■ TASK PROMPT: In the entries below, find the line containing "Q: In the image above, where is the tan stone wall" and the line containing "Q: In the image above, where is the tallest". Copy those two lines and everything between them exactly, and only that.

■ SOURCE MATERIAL:
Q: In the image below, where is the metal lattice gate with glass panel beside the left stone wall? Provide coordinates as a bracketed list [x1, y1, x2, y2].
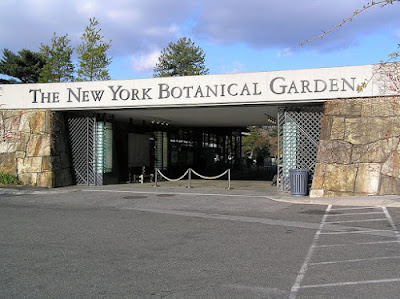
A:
[67, 115, 104, 185]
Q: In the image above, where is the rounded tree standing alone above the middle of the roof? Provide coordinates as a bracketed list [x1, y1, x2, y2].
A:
[153, 37, 209, 77]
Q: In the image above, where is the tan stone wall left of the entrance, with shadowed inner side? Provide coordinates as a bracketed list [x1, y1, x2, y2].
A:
[0, 110, 72, 187]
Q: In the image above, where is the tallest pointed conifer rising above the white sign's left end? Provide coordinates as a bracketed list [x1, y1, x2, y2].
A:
[76, 18, 112, 81]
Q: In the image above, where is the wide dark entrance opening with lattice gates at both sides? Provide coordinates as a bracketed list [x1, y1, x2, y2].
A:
[63, 104, 322, 191]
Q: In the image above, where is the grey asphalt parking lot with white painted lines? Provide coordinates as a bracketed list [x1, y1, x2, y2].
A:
[0, 186, 400, 298]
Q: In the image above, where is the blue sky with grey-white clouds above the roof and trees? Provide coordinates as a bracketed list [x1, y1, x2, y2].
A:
[0, 0, 400, 80]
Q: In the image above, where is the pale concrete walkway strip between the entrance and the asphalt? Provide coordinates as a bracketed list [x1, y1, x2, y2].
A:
[0, 180, 400, 208]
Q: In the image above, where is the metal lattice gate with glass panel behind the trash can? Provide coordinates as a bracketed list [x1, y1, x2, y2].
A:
[277, 105, 323, 191]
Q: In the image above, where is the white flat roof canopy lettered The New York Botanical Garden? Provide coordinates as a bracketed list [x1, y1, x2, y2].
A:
[0, 65, 393, 127]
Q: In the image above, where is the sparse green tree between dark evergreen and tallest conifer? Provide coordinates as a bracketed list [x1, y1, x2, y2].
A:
[40, 33, 74, 83]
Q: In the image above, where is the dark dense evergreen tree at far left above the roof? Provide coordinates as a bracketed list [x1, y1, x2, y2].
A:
[0, 49, 46, 83]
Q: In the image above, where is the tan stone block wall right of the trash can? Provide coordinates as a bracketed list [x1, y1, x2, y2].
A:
[310, 97, 400, 197]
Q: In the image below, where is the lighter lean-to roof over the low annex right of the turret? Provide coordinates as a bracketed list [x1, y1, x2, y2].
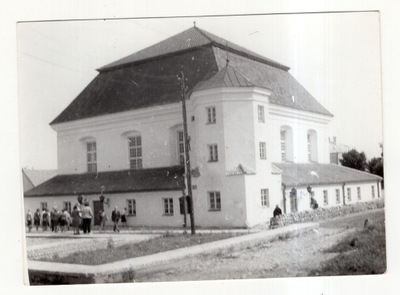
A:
[274, 163, 382, 186]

■ TASK ANSWER:
Q: In the image above, where is the tan stone wall left of the entrance, with shadowed inner side? Provide coordinates as a bracketed list [x1, y1, x2, y2].
A:
[0, 110, 72, 187]
Q: In the image above, where is the tallest pointed conifer rising above the white sign's left end? Provide coordinates as a bracketed list [x1, y1, x2, y2].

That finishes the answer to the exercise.